== Written instruction ==
Change "report x and y" to "give the x and y coordinates" in each of the items below and leave every other word the same.

# start of Supplied records

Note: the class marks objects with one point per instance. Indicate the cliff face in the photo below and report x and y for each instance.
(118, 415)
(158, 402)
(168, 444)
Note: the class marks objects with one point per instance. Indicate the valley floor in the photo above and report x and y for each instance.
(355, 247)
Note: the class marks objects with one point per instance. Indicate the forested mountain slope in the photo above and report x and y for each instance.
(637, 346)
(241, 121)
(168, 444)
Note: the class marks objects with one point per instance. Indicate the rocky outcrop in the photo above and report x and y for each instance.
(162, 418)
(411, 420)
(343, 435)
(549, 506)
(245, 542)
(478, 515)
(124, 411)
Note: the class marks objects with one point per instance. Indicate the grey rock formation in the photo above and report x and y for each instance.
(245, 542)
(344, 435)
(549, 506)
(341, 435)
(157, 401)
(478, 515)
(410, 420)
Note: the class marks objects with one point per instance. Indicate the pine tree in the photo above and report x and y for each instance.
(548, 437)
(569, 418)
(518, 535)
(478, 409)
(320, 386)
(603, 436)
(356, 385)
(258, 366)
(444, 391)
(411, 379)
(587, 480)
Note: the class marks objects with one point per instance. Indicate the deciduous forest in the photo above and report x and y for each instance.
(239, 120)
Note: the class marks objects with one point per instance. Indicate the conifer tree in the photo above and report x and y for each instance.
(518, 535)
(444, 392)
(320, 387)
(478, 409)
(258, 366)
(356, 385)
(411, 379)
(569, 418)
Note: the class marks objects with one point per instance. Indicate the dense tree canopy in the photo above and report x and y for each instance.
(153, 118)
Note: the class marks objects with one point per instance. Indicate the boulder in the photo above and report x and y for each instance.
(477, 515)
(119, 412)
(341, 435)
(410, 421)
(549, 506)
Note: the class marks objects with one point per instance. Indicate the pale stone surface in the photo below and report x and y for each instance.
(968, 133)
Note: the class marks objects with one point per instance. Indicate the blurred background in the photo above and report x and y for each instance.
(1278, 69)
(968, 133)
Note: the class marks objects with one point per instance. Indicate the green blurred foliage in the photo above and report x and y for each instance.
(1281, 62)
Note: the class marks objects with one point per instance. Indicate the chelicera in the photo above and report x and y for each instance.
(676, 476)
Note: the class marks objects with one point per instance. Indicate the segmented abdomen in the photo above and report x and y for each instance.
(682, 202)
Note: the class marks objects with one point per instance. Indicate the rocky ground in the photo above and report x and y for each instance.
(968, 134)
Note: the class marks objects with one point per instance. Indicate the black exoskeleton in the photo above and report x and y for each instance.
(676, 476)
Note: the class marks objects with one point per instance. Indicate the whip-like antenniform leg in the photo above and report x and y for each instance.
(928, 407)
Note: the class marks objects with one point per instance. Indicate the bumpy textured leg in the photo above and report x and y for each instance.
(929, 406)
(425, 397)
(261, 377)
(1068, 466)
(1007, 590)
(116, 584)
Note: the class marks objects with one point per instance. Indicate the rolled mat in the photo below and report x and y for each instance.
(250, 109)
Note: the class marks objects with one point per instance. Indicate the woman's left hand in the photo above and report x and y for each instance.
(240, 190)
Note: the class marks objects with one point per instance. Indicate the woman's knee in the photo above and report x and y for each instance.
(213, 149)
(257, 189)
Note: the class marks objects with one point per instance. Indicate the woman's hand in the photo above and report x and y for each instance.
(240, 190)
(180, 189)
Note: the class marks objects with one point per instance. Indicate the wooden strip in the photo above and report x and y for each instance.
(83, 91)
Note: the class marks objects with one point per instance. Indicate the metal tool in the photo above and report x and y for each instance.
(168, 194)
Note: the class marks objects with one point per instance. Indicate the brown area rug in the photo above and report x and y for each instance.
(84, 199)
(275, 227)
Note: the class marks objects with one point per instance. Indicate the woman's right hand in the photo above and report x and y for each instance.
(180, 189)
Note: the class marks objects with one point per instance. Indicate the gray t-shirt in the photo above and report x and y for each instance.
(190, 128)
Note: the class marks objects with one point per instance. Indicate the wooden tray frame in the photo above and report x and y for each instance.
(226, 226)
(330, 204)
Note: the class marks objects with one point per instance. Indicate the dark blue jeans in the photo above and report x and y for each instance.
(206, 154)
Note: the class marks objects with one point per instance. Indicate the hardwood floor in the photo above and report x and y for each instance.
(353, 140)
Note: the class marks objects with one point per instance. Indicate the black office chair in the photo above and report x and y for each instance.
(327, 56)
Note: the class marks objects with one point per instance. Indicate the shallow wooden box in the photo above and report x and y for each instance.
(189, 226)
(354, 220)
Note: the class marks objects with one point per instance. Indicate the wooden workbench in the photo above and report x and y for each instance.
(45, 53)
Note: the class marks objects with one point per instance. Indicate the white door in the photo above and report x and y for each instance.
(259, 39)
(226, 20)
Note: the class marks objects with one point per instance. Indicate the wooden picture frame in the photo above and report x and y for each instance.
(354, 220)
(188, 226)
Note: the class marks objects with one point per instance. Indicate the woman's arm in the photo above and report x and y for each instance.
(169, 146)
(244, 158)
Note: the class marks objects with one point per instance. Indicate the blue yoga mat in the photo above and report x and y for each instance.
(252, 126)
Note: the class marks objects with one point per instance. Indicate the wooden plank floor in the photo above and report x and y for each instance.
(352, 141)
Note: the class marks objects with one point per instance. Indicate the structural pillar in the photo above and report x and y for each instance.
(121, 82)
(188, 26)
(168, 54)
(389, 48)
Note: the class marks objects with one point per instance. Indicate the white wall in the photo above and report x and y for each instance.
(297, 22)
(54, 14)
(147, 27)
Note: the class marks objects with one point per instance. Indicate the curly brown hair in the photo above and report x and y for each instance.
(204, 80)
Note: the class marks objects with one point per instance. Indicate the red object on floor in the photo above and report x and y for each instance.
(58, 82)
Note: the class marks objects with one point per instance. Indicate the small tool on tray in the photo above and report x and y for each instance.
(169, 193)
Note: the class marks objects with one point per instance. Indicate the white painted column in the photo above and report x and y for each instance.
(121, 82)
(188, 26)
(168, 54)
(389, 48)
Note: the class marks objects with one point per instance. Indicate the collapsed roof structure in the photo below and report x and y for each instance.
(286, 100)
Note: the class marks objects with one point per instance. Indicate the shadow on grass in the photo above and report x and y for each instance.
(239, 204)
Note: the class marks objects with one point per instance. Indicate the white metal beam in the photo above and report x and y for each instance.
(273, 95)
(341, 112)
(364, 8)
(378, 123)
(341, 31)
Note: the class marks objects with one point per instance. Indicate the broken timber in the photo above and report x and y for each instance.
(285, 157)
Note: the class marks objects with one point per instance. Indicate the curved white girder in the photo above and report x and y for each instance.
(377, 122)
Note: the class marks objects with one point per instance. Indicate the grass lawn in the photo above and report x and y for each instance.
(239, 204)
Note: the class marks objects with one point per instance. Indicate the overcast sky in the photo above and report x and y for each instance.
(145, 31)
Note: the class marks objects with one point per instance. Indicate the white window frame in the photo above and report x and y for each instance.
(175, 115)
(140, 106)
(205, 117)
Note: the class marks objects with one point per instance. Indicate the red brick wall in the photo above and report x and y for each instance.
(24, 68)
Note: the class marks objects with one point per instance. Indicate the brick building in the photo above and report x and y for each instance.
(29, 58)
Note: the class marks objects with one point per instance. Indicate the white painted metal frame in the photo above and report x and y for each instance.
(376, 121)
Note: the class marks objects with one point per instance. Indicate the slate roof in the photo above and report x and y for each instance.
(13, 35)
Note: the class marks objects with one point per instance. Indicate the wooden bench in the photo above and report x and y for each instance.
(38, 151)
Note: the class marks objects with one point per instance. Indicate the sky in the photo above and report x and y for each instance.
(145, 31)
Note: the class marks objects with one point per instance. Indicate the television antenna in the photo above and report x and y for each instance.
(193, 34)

# end of Supplied records

== Task result ==
Note: the class marks objects with one point per instance. Indicate the cliff face in the photo below and give the x and y coordinates for each instance.
(118, 415)
(158, 402)
(168, 444)
Note: the class marks objects with one point per instance. Indicate the valley floor in the photo above and give the x and y coordinates for each instance.
(355, 247)
Note: the class marks objects with one point per instance. Indicate the forested mountain slope in the photo above and give the x and y coordinates for each instance.
(637, 346)
(241, 121)
(168, 444)
Note: the class marks objects with one point per instance. Indicate the rocky outcrop in the photo above and give the x and y coordinates for each instance.
(162, 418)
(411, 420)
(343, 435)
(549, 506)
(245, 542)
(478, 515)
(124, 411)
Note: the class marks objects with one point per instance. Indicate the grey rock formation in the photo above and give the x and y coordinates for each instance.
(245, 542)
(344, 435)
(549, 506)
(341, 435)
(157, 401)
(478, 515)
(410, 420)
Note: the class marks objects with one point per instance. Indicate the pine tree in the photo above and give the x and y coordinates for each instance.
(548, 437)
(569, 418)
(518, 535)
(478, 409)
(320, 386)
(603, 436)
(356, 385)
(258, 366)
(444, 391)
(411, 379)
(587, 480)
Note: the class marks objects with one point per instance. Indicate the deciduous forest in the photo above and give the x and y coordinates for each instance.
(239, 120)
Note: the class marks objects with one point per instance. Indicate the conifer tree in the photo above and give the x and y coordinates for each instance.
(518, 535)
(444, 392)
(320, 387)
(478, 409)
(258, 366)
(356, 385)
(411, 379)
(569, 418)
Note: the class marks objects with one point per instance. Indicate the dense tree canopy in the photo above and give the x and y coordinates for each instance.
(153, 118)
Note: the class marks objects with one point per instance. Indicate the boulder in the photo above and give the x and y coordinates for each instance.
(477, 515)
(119, 412)
(341, 435)
(410, 421)
(549, 506)
Note: the class marks objects with one point per instance. Indicate the pale stone surface in the photo below and give the x and y coordinates for each instance.
(968, 133)
Note: the class marks objects with one point per instance. Indicate the blurred background in the photo above and give the x and y coordinates for each instance.
(1278, 69)
(968, 133)
Note: the class marks objects with one point per instance. Indicate the green blurred foliage in the photo above and give the x and y coordinates for each instance.
(1281, 62)
Note: the class marks objects with one point per instance. Indicate the chelicera in the photo above and give the x and y coordinates for each instance.
(676, 476)
Note: the class marks objects with one point per instance. Indicate the segmented abdomen in the photo above and give the x and y coordinates for each instance.
(682, 202)
Note: the class marks objects with one point per instance. Indicate the rocky ground in the photo above and give the x and y coordinates for each instance.
(968, 134)
Note: the class marks objects with one point per instance. Indicate the black exoskeleton in the photo above and give the x and y coordinates for each instance.
(676, 476)
Note: the class marks objects with one point per instance. Indicate the whip-like antenniform leg in the photo above and give the x and y coordinates for each instance.
(928, 407)
Note: the class marks objects with one point per instance. Indicate the bumpy textured leg in the photo above and give the x and y coordinates for each instance.
(929, 406)
(425, 397)
(261, 377)
(1068, 466)
(1007, 590)
(116, 584)
Note: the class marks objects with one point per instance. Indicate the rolled mat in the photo below and give the x and y coordinates for each instance.
(250, 109)
Note: the class marks objects with one point per instance. Indicate the woman's left hand in the photo above and give the x and y coordinates for each instance.
(240, 190)
Note: the class marks objects with one point per instance. Indicate the woman's knee in the photo above and give the x and y coordinates for each instance.
(213, 149)
(257, 189)
Note: the class marks objects with one point per instance. Indicate the woman's hand in the photo above and give the x and y coordinates for each instance.
(240, 190)
(180, 189)
Note: the class marks objects with one point per instance. Indicate the wooden strip in the photo above and give the x and y coordinates for each instance.
(83, 91)
Note: the class marks objects with one point per instance. Indicate the metal tool in the photo above and give the x and y coordinates for each instance.
(168, 194)
Note: the class marks objects with one point per instance. Indicate the brown area rug in the photo above and give the x and y coordinates for each instance.
(84, 199)
(275, 227)
Note: the class marks objects with one point per instance. Indicate the woman's right hand in the photo above and give the x and y coordinates for each instance.
(180, 189)
Note: the class marks objects with one point per instance. Indicate the gray t-shirt in the photo above and give the x and y coordinates for each instance.
(190, 128)
Note: the class marks objects with one point per instance. Indicate the wooden tray frame in the photo above and give the x and y coordinates for each instance.
(226, 226)
(330, 204)
Note: the class marks objects with one point per instance. Indicate the dark blue jeans in the photo above and give the x and y coordinates for each instance.
(206, 154)
Note: the class marks objects with one point per instance. Indicate the hardwood floor in the photo above and give the x and y coordinates for each instance.
(353, 140)
Note: the class marks objects with one point per instance. Indicate the black office chair in the photo above and give the x and y coordinates for each instance.
(327, 56)
Note: the class marks objects with one point per instance. Indicate the shallow wooden box in the photo above and give the x and y coordinates for each instance.
(189, 226)
(354, 220)
Note: the class marks objects with one point per instance. Indicate the wooden workbench in the photo above and give the x and y coordinates for each instance.
(45, 53)
Note: the class marks objects with one point per instance. Indicate the white door in the photo above and give the x and y coordinates for each instance.
(259, 39)
(226, 20)
Note: the class marks objects with one point per instance. Indicate the wooden picture frame in the photo above and give the x and y coordinates for each instance.
(354, 220)
(188, 226)
Note: the class marks objects with one point per instance. Indicate the woman's arm in the photo above and give the x and y coordinates for each instance.
(169, 146)
(244, 158)
Note: the class marks objects with one point per instance. Indicate the blue yoga mat in the photo above and give the x and y coordinates for each instance.
(252, 126)
Note: the class marks objects with one point per instance. Indicate the wooden plank floor in the photo above and give the x and y coordinates for each instance.
(352, 141)
Note: the class marks objects with one point per instance. Indicate the structural pillar in the photo above and give the x and y coordinates for each instance.
(121, 82)
(188, 26)
(168, 54)
(389, 48)
Note: the class marks objects with one point per instance. Indicate the white wall in the photo above and give the x and y coordinates for each instance.
(297, 22)
(54, 14)
(147, 27)
Note: the class marks objects with one point per instance. Indicate the curly brown hair in the photo above and give the x and y coordinates for each instance.
(204, 80)
Note: the class marks objects with one point per instance. Indicate the red object on floor in the photo above and give the x and y coordinates for each instance.
(58, 82)
Note: the class marks objects with one point per instance. Indicate the small tool on tray in the photo above and give the x and y coordinates for each instance.
(169, 193)
Note: the class marks objects with one point per instance. Indicate the white painted column in the photo above and give the x and y coordinates for each instance.
(121, 82)
(188, 26)
(168, 54)
(389, 48)
Note: the class marks objects with one point per instance. Indicate the collapsed roof structure in the photo below and give the x and y coordinates for each instance.
(286, 100)
Note: the class marks objects with one point per instance. Indicate the shadow on grass in the photo above and give the x and y coordinates for each instance.
(239, 204)
Note: the class marks objects with one point per instance. Indicate the white metal beam in the photo above and give the x and y coordinates for each instance.
(273, 95)
(341, 112)
(364, 8)
(378, 123)
(341, 31)
Note: the class marks objects with one point per instance. Indicate the broken timber in the photo above and give the x and y coordinates for each instance.
(285, 157)
Note: the class marks objects with one point per instance. Indicate the curved white girder in the photo above and give the x and y coordinates for each instance.
(377, 122)
Note: the class marks objects with one point per instance. Indicate the grass lawn in the photo above and give the x and y coordinates for each instance.
(239, 204)
Note: the class marks objects with one point per instance. Indicate the overcast sky in the photo above and give the x and y coordinates for each instance.
(145, 31)
Note: the class marks objects with one point per instance. Indicate the white window frame in the photo above and give the x and y coordinates for each instance.
(175, 115)
(140, 106)
(205, 117)
Note: the class marks objects with one point per instance. Indicate the red brick wall in the photo above and give the x and y coordinates for each instance.
(24, 68)
Note: the class marks objects with one point per instance. Indicate the brick building in the photo above and give the x and y coordinates for each instance.
(29, 58)
Note: the class marks objects with one point per instance. Indicate the white painted metal frame in the photo above and give the x and y coordinates for each instance.
(376, 121)
Note: the class marks objects with one point per instance. Indicate the slate roof in the photo above and give the x and y coordinates for each instance.
(13, 35)
Note: the class marks objects with one point per instance. Indicate the wooden bench in the photo above and give the x and y coordinates for each instance.
(38, 151)
Note: the class marks objects with one point per instance. Indicate the sky in the photo above and give the x and y coordinates for each instance.
(145, 31)
Note: the class marks objects with one point per instance. Indicate the television antenna in the photo above and give the x and y coordinates for each instance.
(193, 34)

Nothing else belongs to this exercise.